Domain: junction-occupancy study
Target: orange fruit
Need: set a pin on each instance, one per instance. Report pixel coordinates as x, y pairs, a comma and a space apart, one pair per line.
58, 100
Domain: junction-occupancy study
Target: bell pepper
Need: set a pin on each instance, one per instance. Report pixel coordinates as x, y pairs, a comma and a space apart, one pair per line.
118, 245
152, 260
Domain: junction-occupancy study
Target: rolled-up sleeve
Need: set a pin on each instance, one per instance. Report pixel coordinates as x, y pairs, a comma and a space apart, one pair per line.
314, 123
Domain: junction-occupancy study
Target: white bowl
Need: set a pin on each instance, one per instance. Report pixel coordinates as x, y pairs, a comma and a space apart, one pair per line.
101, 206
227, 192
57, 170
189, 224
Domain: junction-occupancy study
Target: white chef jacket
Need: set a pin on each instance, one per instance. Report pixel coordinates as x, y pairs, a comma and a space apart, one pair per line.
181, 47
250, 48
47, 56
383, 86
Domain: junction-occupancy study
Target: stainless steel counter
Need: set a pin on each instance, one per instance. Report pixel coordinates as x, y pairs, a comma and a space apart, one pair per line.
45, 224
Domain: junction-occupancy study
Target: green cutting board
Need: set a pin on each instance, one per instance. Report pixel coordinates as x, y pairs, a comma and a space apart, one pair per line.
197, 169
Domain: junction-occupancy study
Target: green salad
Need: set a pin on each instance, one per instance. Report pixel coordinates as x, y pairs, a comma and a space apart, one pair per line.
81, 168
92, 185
□ □ □ □
Exercise task |
Exactly as they are written, print the entries again.

The response |
Domain: junction-occupancy study
Target: orange fruit
Need: set a pin on each instance, one per instance. Report pixel coordinates as x, y pairs, a comma and a space apart, one pair per line.
58, 100
Domain: junction-occupancy study
Target: bell pepper
Need: set a pin on each instance, one per instance. Report pixel coordinates as x, y pairs, a comma and a space apart, one pair per line.
118, 245
152, 260
Domain: junction-occupancy study
Target: rolled-up sleeve
Need: set a pin on each instance, one per instance. Report pixel coordinates as x, y pairs, a comma and a space apart, one pair per line.
314, 123
Domain: junction-occupancy study
Target: white bowl
Need: set a pin on each instance, one per instance. Report pixel coordinates as x, y pairs, a comma and a space apart, one pair per line.
101, 206
227, 192
57, 170
189, 224
Domain: junction-occupancy study
Target: white chef jacket
Need: set a pin on each instance, one per instance. Report pixel coordinates as x, y pairs, a comma and a space apart, one pair per line.
181, 47
250, 48
47, 56
383, 86
Domain: junction-occupancy study
Target: stainless steel counter
Need: set a pin on each instance, one per instance. Report pixel coordinates as x, y pairs, a comma and a space apart, one pair per line.
45, 224
Domain: junction-occupancy study
Target: green cutting board
Need: set a pin on each instance, one per instance. Report pixel coordinates as x, y pairs, a comma and a space apart, one pair per line.
197, 169
Domain: junction-occupancy study
Target: green salad
Need: set a pin on each instance, one per instance. Report pixel coordinates as x, y pairs, a comma and a space apart, one pair per line.
81, 168
92, 185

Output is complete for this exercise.